EXERCISE INSTRUCTIONS: Print exactly the lines from the line with "Where can you see the dry sand" to the last line of the data, please, both included.

Dataset items
|---|

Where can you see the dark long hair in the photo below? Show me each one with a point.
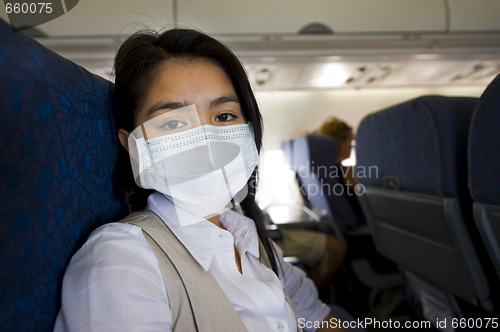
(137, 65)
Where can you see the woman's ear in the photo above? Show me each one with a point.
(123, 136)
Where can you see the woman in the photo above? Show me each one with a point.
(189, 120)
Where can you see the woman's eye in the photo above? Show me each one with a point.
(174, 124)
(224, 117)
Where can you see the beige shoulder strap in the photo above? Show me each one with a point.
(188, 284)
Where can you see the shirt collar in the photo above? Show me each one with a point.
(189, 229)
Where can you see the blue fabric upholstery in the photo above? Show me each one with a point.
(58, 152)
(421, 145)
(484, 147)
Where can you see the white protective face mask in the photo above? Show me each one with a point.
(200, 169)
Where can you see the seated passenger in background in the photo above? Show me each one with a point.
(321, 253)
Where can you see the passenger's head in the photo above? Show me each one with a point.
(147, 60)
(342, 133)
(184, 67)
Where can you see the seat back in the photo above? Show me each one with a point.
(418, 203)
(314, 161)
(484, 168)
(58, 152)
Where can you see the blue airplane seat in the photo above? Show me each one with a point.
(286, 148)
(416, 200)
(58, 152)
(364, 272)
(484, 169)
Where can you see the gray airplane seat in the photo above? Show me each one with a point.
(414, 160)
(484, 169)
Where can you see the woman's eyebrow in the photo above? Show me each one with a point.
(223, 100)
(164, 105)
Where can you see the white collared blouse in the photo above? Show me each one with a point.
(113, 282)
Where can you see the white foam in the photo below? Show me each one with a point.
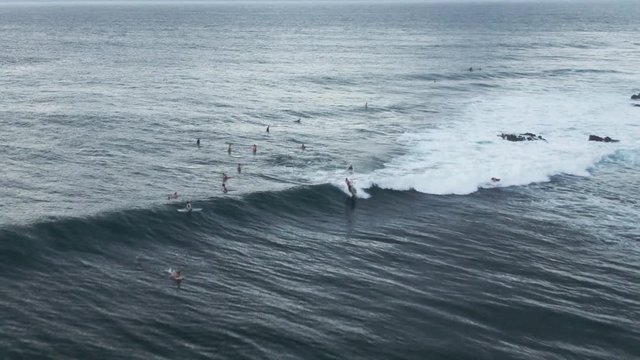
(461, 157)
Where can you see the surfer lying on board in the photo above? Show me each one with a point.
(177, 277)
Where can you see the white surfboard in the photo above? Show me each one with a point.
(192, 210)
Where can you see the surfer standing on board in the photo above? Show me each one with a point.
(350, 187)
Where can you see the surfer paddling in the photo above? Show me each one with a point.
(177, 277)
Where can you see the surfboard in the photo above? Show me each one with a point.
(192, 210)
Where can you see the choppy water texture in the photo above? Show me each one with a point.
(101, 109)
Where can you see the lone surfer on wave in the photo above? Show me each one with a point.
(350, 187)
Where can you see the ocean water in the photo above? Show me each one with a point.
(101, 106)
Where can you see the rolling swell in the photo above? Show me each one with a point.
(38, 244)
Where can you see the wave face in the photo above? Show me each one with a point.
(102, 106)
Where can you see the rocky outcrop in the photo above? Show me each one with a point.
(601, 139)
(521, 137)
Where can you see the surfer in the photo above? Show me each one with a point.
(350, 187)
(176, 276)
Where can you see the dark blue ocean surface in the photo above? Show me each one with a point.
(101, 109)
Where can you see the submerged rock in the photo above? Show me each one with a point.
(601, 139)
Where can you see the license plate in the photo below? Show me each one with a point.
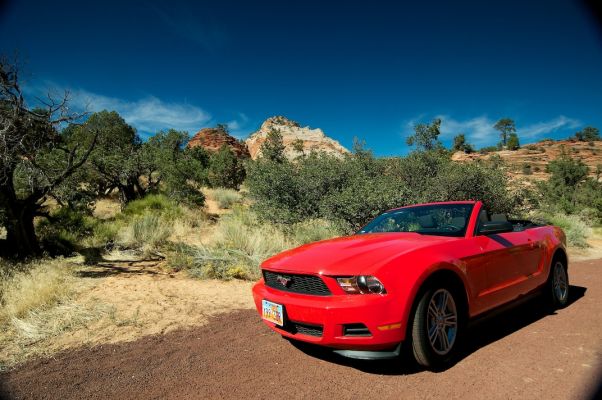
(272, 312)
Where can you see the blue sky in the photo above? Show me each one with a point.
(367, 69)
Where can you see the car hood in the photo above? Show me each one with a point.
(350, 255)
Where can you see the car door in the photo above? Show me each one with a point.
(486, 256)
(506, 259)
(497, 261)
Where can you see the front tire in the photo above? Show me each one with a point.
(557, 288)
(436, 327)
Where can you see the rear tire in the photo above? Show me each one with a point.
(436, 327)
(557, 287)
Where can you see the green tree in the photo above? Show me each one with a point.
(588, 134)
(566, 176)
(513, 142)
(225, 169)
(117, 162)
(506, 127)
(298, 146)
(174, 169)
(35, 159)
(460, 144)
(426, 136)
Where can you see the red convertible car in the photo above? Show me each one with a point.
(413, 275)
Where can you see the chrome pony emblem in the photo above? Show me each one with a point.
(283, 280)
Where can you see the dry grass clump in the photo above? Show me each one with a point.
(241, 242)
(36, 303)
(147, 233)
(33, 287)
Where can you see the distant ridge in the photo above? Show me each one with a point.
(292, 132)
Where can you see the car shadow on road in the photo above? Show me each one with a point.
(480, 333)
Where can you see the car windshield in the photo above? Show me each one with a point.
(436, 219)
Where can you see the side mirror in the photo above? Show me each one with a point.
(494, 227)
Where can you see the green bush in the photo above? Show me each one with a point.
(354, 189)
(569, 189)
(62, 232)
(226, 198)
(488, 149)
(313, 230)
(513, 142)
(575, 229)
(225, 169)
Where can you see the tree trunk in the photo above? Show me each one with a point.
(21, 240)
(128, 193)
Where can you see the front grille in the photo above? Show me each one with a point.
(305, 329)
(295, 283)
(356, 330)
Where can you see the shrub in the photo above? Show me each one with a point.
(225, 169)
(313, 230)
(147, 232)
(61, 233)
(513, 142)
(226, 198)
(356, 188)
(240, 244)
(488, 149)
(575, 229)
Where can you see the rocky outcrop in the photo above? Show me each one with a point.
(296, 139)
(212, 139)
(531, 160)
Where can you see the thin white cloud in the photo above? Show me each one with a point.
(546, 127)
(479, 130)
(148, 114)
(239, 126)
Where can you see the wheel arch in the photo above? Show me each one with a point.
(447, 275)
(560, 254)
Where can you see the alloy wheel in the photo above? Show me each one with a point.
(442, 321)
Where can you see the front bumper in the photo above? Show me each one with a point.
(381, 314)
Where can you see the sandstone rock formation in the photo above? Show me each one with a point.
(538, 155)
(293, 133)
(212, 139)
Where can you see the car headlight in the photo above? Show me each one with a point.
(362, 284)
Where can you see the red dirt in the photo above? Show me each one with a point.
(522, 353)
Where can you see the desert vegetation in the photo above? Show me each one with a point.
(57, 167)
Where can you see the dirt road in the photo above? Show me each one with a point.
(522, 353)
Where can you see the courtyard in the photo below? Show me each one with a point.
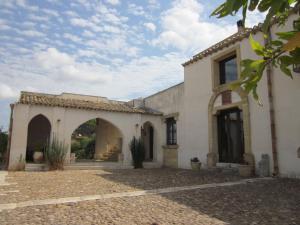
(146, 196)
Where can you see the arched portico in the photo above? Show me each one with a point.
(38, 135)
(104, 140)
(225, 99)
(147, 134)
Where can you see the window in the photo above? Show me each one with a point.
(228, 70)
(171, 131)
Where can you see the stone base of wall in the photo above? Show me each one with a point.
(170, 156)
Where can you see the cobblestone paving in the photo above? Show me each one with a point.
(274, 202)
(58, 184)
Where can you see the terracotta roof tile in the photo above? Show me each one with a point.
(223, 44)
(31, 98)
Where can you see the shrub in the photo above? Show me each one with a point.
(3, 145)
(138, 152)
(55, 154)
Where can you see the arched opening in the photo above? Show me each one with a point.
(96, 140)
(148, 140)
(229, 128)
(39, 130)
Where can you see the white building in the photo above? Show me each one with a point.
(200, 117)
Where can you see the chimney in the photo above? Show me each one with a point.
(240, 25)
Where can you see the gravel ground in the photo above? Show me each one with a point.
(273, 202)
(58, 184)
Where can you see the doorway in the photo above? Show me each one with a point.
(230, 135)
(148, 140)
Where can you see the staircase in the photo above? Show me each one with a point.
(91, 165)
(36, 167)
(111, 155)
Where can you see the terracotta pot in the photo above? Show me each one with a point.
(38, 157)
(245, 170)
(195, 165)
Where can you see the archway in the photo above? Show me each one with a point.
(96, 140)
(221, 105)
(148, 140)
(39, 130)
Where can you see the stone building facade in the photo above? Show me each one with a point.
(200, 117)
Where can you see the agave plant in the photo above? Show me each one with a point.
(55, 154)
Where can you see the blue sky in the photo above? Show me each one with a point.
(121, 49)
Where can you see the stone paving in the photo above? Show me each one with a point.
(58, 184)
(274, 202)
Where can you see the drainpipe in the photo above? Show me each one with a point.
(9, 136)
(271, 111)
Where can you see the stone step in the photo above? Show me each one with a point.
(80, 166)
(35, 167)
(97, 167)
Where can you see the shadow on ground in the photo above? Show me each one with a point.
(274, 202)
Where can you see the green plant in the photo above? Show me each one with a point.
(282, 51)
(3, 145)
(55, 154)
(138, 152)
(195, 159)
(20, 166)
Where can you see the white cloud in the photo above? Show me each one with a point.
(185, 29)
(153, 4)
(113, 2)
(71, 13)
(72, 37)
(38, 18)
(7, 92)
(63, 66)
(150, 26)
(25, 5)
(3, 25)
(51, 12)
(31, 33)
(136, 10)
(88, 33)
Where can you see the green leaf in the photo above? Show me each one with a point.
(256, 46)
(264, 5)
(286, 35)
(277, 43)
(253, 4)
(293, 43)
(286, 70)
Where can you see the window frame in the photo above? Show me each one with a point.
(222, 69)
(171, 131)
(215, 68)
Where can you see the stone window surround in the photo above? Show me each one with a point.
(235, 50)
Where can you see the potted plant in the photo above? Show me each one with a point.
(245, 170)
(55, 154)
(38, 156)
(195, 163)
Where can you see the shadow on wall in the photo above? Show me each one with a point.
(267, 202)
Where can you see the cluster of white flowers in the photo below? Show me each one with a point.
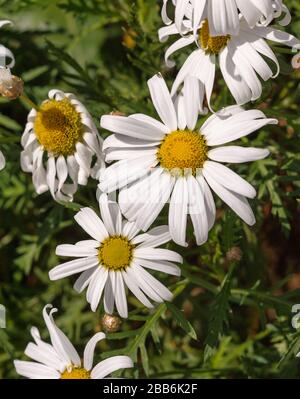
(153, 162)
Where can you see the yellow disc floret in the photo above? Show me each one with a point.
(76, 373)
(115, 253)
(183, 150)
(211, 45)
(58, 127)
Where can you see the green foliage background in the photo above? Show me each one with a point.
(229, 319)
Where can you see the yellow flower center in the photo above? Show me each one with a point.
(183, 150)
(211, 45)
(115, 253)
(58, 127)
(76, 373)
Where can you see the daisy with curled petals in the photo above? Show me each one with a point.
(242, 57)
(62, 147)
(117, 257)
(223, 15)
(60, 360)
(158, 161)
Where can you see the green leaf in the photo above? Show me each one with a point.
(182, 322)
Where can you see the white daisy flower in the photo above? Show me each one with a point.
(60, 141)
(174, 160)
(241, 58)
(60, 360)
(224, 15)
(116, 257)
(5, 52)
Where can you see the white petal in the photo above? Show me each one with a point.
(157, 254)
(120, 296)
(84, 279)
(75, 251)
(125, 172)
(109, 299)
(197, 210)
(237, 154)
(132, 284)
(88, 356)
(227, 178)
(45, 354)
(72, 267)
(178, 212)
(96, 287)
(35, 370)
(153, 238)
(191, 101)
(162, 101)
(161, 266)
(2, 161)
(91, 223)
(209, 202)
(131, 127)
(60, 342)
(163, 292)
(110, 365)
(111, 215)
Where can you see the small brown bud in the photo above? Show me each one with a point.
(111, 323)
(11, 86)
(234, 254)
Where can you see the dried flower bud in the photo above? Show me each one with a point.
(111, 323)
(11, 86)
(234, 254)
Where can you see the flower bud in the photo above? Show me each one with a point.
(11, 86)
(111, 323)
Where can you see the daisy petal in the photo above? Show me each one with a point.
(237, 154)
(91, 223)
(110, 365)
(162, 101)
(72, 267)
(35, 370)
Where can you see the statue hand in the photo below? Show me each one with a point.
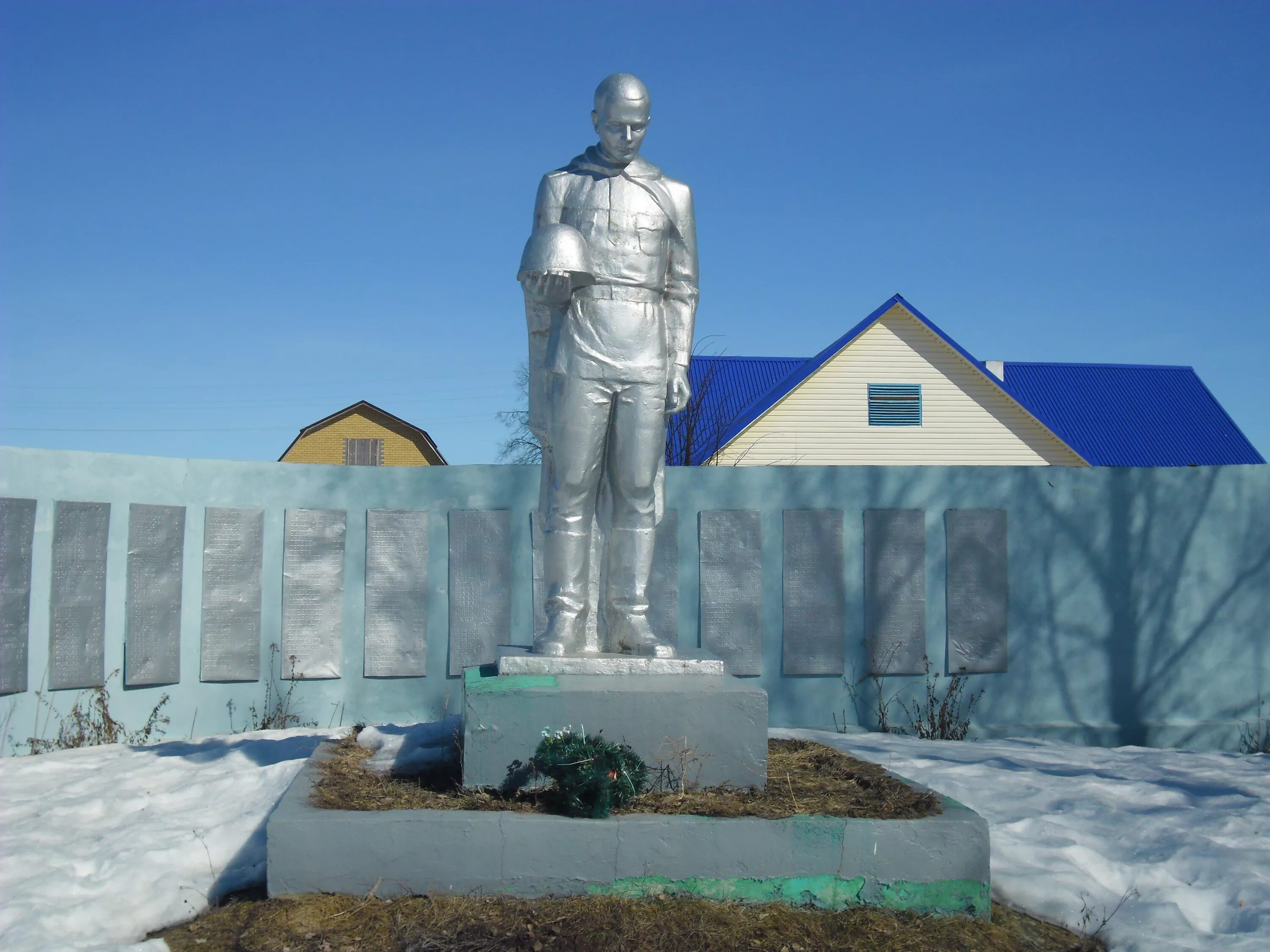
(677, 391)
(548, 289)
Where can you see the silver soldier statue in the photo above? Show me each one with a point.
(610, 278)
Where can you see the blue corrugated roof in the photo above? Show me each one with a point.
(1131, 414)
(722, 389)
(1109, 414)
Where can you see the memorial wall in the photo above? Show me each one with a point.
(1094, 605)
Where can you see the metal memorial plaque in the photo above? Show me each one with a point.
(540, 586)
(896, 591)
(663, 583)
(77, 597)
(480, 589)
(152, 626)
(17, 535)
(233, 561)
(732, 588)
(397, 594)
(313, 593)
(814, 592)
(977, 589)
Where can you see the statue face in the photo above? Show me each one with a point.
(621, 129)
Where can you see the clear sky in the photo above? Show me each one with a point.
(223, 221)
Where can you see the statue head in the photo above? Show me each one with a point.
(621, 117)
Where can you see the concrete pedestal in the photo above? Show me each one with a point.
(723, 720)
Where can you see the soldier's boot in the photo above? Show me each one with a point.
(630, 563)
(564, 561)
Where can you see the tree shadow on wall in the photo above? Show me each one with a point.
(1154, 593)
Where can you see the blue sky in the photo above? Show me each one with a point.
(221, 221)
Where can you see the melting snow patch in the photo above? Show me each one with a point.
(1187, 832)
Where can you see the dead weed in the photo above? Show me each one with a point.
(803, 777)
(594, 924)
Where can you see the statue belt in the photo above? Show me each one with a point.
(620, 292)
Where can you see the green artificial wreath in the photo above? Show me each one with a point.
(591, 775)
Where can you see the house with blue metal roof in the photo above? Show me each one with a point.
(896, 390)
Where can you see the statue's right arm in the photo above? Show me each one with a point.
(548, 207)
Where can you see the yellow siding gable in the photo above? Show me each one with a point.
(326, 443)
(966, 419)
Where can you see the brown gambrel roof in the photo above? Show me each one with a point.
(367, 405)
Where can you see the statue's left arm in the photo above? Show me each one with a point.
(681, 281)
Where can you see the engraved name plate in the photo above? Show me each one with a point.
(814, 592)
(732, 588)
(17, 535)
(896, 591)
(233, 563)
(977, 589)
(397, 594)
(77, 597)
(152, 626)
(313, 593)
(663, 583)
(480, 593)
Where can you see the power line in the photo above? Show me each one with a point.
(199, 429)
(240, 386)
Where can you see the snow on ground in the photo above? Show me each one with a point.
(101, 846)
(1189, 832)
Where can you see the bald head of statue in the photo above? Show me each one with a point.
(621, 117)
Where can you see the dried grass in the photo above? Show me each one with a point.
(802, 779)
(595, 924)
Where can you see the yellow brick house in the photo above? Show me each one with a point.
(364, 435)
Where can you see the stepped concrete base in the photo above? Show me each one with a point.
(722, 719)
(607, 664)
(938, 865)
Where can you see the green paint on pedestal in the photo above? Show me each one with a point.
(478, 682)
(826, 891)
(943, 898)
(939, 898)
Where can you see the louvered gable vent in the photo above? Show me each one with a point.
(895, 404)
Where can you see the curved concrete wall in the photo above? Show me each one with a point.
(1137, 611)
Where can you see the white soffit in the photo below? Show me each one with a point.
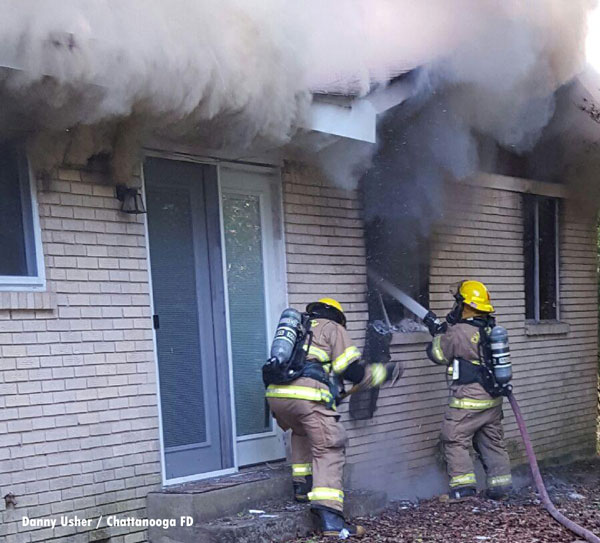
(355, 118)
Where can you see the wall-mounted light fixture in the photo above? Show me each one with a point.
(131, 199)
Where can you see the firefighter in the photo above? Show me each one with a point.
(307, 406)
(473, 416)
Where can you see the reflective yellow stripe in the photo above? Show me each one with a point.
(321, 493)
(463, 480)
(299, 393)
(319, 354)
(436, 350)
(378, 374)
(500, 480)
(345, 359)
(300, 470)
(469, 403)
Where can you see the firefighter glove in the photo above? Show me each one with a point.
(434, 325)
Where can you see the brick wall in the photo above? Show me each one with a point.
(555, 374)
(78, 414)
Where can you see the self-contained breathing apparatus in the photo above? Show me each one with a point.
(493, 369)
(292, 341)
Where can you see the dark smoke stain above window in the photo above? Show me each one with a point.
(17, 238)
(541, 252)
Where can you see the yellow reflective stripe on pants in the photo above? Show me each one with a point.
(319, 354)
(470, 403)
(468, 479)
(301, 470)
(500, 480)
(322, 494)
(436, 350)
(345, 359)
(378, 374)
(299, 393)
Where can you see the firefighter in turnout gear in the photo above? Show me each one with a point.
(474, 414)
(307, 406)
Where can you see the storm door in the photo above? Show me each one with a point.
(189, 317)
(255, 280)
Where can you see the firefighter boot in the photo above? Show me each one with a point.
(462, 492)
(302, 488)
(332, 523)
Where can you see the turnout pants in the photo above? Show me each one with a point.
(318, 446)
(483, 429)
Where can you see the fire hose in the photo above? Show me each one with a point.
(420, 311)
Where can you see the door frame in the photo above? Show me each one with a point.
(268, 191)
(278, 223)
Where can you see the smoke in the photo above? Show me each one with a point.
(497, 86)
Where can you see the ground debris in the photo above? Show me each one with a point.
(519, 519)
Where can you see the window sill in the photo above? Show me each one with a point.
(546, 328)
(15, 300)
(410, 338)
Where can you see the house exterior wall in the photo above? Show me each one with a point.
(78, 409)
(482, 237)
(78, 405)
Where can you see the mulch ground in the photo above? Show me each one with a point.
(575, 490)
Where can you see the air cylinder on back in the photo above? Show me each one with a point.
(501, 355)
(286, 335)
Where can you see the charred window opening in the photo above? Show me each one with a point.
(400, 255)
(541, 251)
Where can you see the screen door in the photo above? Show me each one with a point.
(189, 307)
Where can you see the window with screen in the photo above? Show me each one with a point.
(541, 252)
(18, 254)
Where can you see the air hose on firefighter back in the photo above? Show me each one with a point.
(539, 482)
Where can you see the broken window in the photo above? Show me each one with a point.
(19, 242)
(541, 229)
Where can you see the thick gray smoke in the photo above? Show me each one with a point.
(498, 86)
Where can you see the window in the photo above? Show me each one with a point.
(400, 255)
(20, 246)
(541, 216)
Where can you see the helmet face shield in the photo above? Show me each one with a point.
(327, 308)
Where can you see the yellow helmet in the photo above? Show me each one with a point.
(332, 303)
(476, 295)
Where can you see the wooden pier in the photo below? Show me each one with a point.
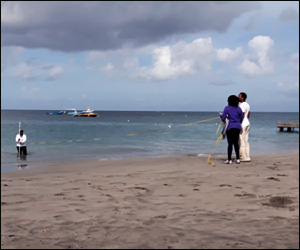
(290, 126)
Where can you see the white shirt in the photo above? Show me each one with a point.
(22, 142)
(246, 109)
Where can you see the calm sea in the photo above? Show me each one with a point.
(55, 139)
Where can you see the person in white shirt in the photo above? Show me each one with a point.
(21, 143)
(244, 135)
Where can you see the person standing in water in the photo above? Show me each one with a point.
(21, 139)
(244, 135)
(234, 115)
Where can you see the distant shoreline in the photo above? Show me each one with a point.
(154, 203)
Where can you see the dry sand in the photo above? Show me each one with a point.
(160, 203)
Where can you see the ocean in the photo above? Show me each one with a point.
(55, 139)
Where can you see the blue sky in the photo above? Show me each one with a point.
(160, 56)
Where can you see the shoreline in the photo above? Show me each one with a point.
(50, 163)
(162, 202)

|---|

RESULT OF THIS EXERCISE:
Where can you see the dry sand in the photo above? Show me each one with a point.
(160, 203)
Where can you see the ocean in the photo above? Show me each one with a point.
(55, 139)
Where can you see the blue sky in the photo above? Show me each one with a point.
(160, 56)
Where can you see the shoreline in the photo above? Show me each one with a point.
(50, 163)
(162, 202)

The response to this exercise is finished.